> **EXERCISE INPUTS**
++++++++++++++++++++
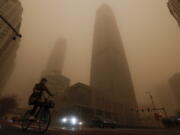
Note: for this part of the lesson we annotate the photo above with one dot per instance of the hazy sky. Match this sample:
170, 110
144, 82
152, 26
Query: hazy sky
150, 35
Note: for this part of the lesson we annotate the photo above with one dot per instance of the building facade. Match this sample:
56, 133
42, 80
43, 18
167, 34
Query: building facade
11, 10
110, 76
174, 82
174, 7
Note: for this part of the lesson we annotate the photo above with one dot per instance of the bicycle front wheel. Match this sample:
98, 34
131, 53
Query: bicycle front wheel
44, 120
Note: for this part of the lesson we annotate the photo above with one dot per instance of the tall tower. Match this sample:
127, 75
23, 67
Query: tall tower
56, 60
174, 7
110, 77
174, 82
11, 10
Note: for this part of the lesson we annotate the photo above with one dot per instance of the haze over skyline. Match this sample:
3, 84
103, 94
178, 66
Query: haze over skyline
149, 33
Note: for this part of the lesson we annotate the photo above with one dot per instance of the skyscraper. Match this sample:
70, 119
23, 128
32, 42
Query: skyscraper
57, 82
174, 7
56, 60
110, 76
174, 82
11, 10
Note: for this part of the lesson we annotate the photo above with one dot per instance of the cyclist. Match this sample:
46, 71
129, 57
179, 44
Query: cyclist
36, 97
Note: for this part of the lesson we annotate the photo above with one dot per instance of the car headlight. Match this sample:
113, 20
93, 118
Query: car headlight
80, 123
73, 120
64, 120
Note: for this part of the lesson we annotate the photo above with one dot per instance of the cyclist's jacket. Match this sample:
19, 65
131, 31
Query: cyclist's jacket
38, 91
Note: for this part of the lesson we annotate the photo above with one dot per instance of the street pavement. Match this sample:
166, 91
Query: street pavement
11, 130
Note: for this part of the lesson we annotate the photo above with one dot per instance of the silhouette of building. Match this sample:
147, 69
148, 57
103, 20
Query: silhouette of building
56, 61
174, 7
174, 82
110, 76
57, 82
11, 10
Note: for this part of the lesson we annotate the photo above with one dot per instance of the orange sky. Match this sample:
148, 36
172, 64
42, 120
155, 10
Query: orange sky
149, 33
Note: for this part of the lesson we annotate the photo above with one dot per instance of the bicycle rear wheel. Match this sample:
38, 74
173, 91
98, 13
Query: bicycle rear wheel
26, 122
44, 120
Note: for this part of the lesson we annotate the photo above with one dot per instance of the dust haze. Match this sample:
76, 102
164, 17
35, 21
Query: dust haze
150, 36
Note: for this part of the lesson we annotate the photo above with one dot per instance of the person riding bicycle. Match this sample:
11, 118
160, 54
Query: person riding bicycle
36, 97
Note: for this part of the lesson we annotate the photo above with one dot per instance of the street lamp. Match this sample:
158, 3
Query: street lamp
11, 27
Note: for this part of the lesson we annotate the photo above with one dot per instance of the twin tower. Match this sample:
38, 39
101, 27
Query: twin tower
113, 95
110, 76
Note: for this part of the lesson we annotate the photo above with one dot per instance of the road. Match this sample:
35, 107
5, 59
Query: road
17, 131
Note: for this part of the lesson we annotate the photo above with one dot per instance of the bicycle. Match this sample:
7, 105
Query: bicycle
42, 116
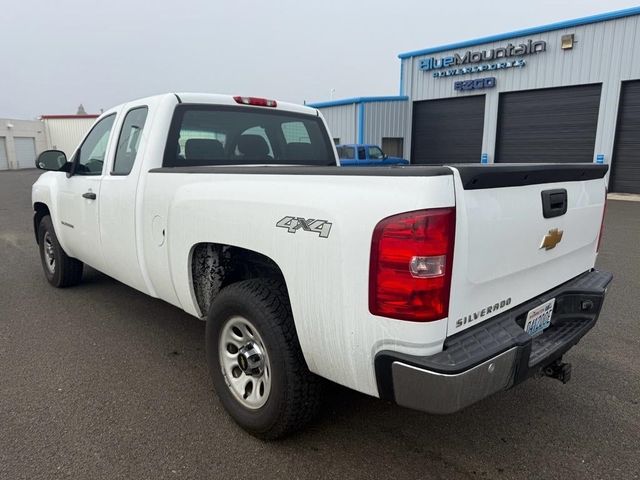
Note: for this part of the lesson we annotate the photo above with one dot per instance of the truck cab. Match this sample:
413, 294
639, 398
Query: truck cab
359, 154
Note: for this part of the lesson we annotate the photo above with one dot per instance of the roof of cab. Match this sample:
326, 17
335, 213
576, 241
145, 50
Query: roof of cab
214, 99
218, 99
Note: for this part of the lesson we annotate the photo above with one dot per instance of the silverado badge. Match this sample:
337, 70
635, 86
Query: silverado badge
551, 239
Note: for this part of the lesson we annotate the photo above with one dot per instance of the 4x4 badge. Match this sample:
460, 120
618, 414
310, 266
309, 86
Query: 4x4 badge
293, 224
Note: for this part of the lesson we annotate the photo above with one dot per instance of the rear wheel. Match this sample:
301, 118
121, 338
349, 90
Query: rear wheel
59, 269
255, 360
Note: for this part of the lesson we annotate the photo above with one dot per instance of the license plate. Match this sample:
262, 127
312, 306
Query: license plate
539, 318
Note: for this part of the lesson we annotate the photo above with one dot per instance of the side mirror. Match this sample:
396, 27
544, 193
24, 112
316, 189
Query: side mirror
52, 160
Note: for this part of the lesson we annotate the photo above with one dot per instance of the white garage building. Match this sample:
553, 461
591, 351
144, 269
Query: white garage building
565, 92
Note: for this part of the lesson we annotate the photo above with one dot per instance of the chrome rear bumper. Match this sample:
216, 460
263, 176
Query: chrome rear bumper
494, 355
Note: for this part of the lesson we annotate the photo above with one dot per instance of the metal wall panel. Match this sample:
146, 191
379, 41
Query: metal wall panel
342, 122
606, 52
385, 119
66, 133
448, 130
625, 173
548, 125
4, 161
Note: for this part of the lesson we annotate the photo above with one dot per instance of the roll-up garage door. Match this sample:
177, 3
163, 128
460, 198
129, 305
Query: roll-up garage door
625, 165
25, 151
448, 131
4, 163
548, 125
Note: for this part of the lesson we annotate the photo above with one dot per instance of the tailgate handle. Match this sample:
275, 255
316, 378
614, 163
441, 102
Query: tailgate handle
554, 202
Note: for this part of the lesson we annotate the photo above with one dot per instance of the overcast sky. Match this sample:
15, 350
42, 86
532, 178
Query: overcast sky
58, 54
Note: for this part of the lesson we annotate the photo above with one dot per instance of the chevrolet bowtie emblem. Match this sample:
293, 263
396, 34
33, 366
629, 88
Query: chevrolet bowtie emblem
551, 239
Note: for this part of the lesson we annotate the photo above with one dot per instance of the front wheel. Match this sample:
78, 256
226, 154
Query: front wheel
60, 269
255, 360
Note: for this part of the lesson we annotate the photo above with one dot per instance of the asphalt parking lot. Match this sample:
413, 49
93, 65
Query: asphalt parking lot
100, 381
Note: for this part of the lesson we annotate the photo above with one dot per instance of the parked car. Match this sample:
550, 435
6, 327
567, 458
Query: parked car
366, 155
432, 286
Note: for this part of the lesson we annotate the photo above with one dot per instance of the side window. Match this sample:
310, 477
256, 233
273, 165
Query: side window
295, 132
129, 140
90, 155
348, 153
254, 144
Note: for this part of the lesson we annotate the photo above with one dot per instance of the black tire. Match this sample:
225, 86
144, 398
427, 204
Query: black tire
294, 396
65, 271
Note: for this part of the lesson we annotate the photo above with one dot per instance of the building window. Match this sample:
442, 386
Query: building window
393, 146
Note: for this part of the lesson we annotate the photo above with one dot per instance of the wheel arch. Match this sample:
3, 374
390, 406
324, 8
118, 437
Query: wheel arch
213, 266
40, 210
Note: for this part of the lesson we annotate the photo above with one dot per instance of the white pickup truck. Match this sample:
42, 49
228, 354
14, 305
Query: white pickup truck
432, 286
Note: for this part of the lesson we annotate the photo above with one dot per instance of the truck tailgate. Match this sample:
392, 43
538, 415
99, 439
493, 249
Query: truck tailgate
506, 251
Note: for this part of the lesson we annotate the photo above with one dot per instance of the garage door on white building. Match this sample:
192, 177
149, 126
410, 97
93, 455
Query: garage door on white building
4, 163
625, 173
448, 130
548, 125
25, 152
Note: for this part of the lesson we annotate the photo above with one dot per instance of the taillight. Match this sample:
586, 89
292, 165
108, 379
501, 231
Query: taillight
411, 261
604, 211
258, 102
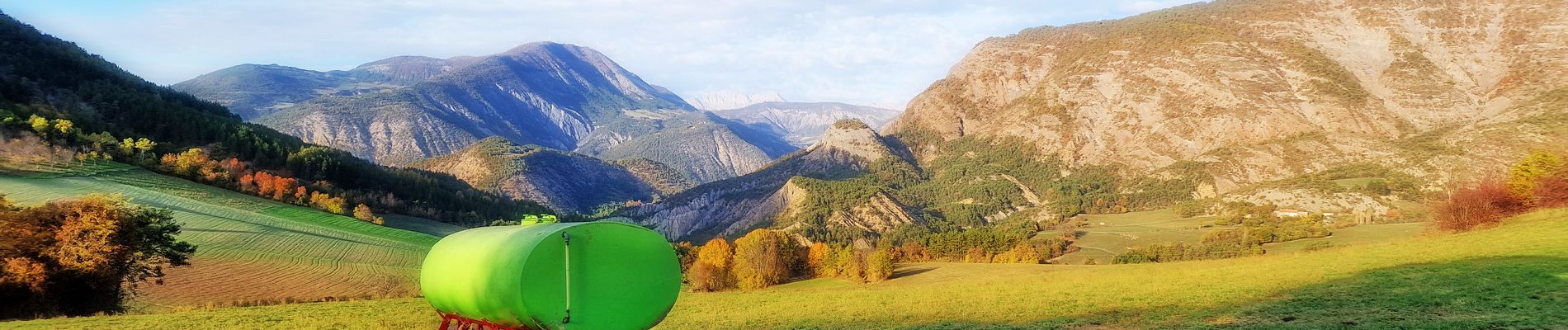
++++++++++++++++++++
> **TASK**
Print out the complete listing above exactly, dropping each image.

> **OUTPUT OF THE EXERCISE**
Note: for this part of the lesson we annotate the photo above with one dot per instance of the hazy sky. Match this sample:
170, 110
144, 82
152, 26
Query: hazy sky
150, 35
Note: for this part of the lesson we annotate the photo above with one dot per instance of the building facade. Match this sample:
56, 133
42, 80
43, 18
167, 34
Query: building facade
11, 10
110, 76
174, 82
174, 7
Note: for this part of the lesson we annotate the photo above with one dot per instance of the bicycle front wheel. Match this sample:
98, 34
131, 53
Query: bicycle front wheel
44, 120
Note: for this part of the lesson we annotate the photo above with one dot per instance of the tall tower. Match this sample:
127, 75
23, 67
Query: tall tower
56, 60
174, 7
110, 77
174, 82
11, 10
Note: for this part of the lesson we annotate the photo above with one dot per instance of the haze over skyline. Match this sample:
3, 84
103, 94
178, 66
Query: haze over skyline
149, 33
Note: for this part of the lesson we annotate the photo above with one dot per instance of the skyscraper. Match this sample:
70, 119
23, 128
32, 42
Query: skyscraper
57, 82
174, 7
56, 60
110, 76
174, 82
11, 10
Note: for this part of the lesson we annotate the photo above with one dot per instance of the cyclist. Match this sample:
46, 71
129, 57
179, 44
Query: cyclist
36, 97
Note: for this part of the lesson we annotate the photo above with one dot per instance of the car headlight. Match this sample:
113, 20
93, 118
Query: car headlight
80, 123
73, 120
64, 120
Note: for this part of the lesson we annotate the photo above with one dot per instance of the cyclist's jacket. Match this sample:
19, 65
131, 31
Query: cyclist's jacket
38, 91
Note: for this part of the lesson we annotate the photo above with one dot per instance of the street pavement. Match this sample:
166, 91
Query: street pavement
11, 130
Note: for this part of the lesson we annotate the photo above with one dot per instance of the silhouette of building. Match this sample:
147, 69
148, 57
103, 20
Query: silhouette of building
56, 61
174, 7
174, 82
110, 76
57, 82
11, 10
Note: for this part of the lesson we annotate the photo above with one dot per instance of the orange sky. Match this sample:
148, 36
172, 64
42, 120
155, 10
Query: orange sky
149, 33
Note: for this part of the lesson we annotate the photo above with one dot per instance of the bicycle rear wheel. Match this sample:
38, 74
173, 91
98, 13
Query: bicycle rear wheel
26, 122
44, 120
Note: for this part of the lesson we annotate the photo above with one dot per instance of the dust haze. Match this sample:
76, 102
164, 17
35, 21
Query: dust haze
150, 36
Note: for this part of the lesson we annotate the photo above with one dot per instance of the person riding bicycle. Match this sample:
11, 118
160, 54
Query: person riding bicycle
36, 97
Note: for this part of the lesson we annotate the photo above with one dot per instance of the street lamp. Match this sample:
158, 3
Query: street lamp
11, 27
Note: for this part of the lesson we annotate the photo above with one dot per instance of the twin tower. Match this sample:
38, 39
101, 27
Query: twin tower
113, 95
110, 76
Note: for this part of the lesson we annotate the photo above with one dot per instance of the road. Match this sample:
35, 107
5, 59
Query: road
17, 131
Note: for this part of the lesson we annotate the photo above with one dot per instance of the bicycle. Match this sample:
7, 105
Query: bicycle
42, 116
Note: for this part of the lesson we annotate the photo above with one dot per instance of the truck cab. Match this sample:
413, 294
639, 398
Query: truck cab
359, 154
Note: for this part of the lesson we annotate the photo above with one dot per instance of the roof of cab. Match this sample:
326, 17
335, 213
576, 241
145, 50
Query: roof of cab
214, 99
218, 99
Note: for this part of the lesson we annotate the photo above with one dot per instance of the silverado badge. Match this sample:
337, 70
635, 86
Query: silverado badge
551, 239
Note: for this part of the lesson we annotate the photo above with one dot per instance of the 4x4 badge. Match this sample:
460, 120
618, 414
310, 266
309, 86
Query: 4x4 badge
293, 224
Note: for this part of the lesson we annotate the photo above with one dot per instance of the rear wheel. Match this sample:
301, 118
121, 338
349, 90
Query: rear wheel
59, 269
255, 360
Note: for this part of the lesson we annotate the photo above with one dot per instance of the license plate. Match this sample:
262, 127
312, 306
Query: license plate
539, 318
Note: for this part of the lesson we annotate the photo above with one dot per instance of the side mirror. Match this sample:
396, 27
544, 193
24, 112
316, 189
Query: side mirror
52, 160
Note: for this part of the lesson we annotate the photo above with one dot per instance of the white garage building. Match this sample:
553, 461
591, 351
144, 269
Query: white garage building
565, 92
Note: for this part of the lesson we annotate the photo above with one dot per instance of the chrome rear bumper. Match this sample:
216, 460
263, 176
Query: chrome rear bumper
494, 355
Note: for this part of the lesson we annotate the photo above with one dot per instance of the metal wall panel. Match this sample:
146, 191
379, 41
Query: metal wall panel
342, 122
606, 52
385, 119
66, 133
448, 130
625, 173
548, 125
4, 161
Note: for this part of the lesson we annotate the photo above with one dot per instance of the roll-up garage door. Match this sample:
177, 3
163, 128
460, 198
129, 305
Query: roll-up garage door
625, 165
25, 151
448, 131
4, 163
548, 125
Note: for this part of the lesson we annotate the photo above with one dot per instance of the tailgate handle. Match this sample:
275, 255
316, 378
614, 163
441, 102
Query: tailgate handle
554, 202
Note: for this part of the lesson we annotate the photo above with one dot per instance of the overcast sky. Match this sample:
15, 350
42, 86
532, 178
Query: overcast sky
58, 54
Note: for this part of the lesson we annotate the photo above with one dot per instance of the chevrolet bowtie emblem. Match this sample:
293, 263
396, 34
33, 366
629, 88
Query: chevrolet bowtie emblem
551, 239
Note: for this part of the lesson we annotate the photo above with one dot per instance of the front wheel. Match this sample:
78, 256
226, 154
Query: front wheel
60, 269
255, 360
Note: for this part of the lesson we annotate the photo above with one dot per instance of the asphalt parking lot. Match this sample:
413, 49
93, 65
Query: asphalt parking lot
100, 381
Note: for this part of the lesson we annotate the photo above with one dot per instance of the parked car. Match this sample:
550, 435
6, 327
567, 458
Query: parked car
366, 155
432, 286
Note: for this part of the lesson we annotate the photo above with one dot per instance of the side window. Match this sample:
310, 477
256, 233
273, 165
Query: side window
295, 132
129, 140
90, 155
348, 153
254, 144
Note: for this part of the lesson we annotate the photo above with one dot per instance of the black tire. Match this sample:
225, 86
144, 398
427, 204
Query: black tire
294, 396
65, 271
Note: for this part of the lesson we annotate the photo above with one dot per instance of the building window. Match this sample:
442, 386
Query: building window
393, 146
Note: for this part of the lesson we annotate the photo above with one dot per instance of the wheel arch. Match this sample:
3, 374
390, 406
324, 8
118, 437
Query: wheel arch
213, 266
40, 210
Note: for this part of the lesson we annotate the photo above with one dot per instance of the white pickup truck. Match this sample:
42, 49
228, 354
14, 305
Query: white pickup truck
432, 286
Note: for this part of the lesson we annotate the photo above with one dot per instance of the truck tailgate. Match this sample:
392, 43
538, 415
99, 439
493, 249
Query: truck tailgate
506, 251
Note: for this part of the lesson we annotate the photo above with one dot per instance of the garage door on white building. Match this sample:
192, 177
149, 126
410, 97
93, 455
Query: garage door on white building
4, 163
625, 173
448, 130
548, 125
25, 152
Note: for this part of the lesson we annotate the photo above with one dot per instance of the taillight. Match this sample:
586, 89
292, 165
108, 379
501, 231
Query: taillight
411, 261
604, 211
258, 102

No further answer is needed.